## [WHAT YOU HAVE TO DO]
Rewrite the lines below, beginning at the line that contains "Above is an image. Find the mountain ridge" and continuing through the end, with "bounding coordinates" swapped for "corner coordinates" and nothing else altered.
═════ GIVEN INFORMATION
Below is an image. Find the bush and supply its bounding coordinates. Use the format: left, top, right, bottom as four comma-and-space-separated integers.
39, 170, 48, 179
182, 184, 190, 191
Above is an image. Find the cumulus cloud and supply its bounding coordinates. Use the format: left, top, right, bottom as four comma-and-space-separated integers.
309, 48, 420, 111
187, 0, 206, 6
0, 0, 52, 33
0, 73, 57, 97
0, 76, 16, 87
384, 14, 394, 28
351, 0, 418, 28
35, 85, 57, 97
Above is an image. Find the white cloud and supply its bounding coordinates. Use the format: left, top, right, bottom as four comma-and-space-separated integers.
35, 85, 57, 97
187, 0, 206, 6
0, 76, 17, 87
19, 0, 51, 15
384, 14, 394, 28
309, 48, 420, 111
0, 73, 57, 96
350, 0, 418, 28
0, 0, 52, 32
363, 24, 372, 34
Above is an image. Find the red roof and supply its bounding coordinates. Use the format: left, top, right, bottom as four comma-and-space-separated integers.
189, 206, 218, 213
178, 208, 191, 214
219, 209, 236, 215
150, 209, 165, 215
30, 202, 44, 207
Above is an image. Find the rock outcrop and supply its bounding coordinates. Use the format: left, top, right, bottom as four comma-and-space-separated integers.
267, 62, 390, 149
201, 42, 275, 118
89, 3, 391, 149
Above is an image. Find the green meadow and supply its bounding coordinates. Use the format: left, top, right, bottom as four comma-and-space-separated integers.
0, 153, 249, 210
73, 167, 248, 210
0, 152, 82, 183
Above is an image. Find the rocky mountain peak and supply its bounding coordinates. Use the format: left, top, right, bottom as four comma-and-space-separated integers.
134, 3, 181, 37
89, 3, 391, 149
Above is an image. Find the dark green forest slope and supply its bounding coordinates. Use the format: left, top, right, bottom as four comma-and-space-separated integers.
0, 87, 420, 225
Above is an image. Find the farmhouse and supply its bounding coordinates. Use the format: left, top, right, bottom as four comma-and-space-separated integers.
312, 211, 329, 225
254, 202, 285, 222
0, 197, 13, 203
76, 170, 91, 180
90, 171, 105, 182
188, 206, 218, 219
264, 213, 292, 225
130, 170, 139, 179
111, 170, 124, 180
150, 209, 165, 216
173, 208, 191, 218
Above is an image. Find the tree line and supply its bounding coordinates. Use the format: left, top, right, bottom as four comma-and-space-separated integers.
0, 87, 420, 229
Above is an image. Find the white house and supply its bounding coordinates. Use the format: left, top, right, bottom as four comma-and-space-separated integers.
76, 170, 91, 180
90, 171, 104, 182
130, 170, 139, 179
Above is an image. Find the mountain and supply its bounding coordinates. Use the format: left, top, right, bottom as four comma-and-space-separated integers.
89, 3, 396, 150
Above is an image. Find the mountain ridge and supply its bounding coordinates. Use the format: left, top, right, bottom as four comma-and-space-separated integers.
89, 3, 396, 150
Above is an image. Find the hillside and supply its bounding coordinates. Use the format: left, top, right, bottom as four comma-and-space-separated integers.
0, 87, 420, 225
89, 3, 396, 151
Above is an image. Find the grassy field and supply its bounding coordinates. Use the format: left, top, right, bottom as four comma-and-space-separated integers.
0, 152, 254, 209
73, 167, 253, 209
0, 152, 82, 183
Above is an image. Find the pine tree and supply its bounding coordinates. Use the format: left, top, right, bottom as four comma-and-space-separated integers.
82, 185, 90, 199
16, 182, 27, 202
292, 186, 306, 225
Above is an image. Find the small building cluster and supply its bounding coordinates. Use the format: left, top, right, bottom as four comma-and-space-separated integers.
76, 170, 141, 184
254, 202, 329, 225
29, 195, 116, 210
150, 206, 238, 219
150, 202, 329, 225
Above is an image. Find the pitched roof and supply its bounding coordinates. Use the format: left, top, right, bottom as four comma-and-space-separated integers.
══════════
## [RESULT BELOW]
Above is an image. Find the mountain ridge and supply its corner coordinates. Use the format: left, top, right, bottom as four comma-and-space-separated integers.
89, 3, 396, 150
Above is an image. Find the hillside and supply its corner coordinates. Use the format: left, top, right, bottom as four comma-and-space-separated integers.
0, 87, 420, 225
89, 3, 396, 151
Above is an image. Find the grassy field and supply its corner coordinates. Use the format: left, top, right, bottom as four comma-and-space-separated integers.
0, 152, 254, 209
73, 167, 253, 209
0, 152, 82, 183
Above is an image. Find the pine tree and supply its corner coordinates. Use the format: left, top, right, bottom as four comma-and-space-separated integers.
82, 185, 90, 199
16, 182, 27, 202
292, 186, 306, 225
Above is an image. Find the small building cluster and supply its corner coordinates. Use the format: left, top, right, bottom as four comma-and-space-separated integers.
76, 170, 141, 184
254, 202, 329, 225
29, 195, 116, 210
150, 206, 238, 219
150, 202, 329, 225
Above is an image. Find the pitched roof and supply its corner coordinates. Use the format: left, top, right, bottom as four comma-and-space-separated integers.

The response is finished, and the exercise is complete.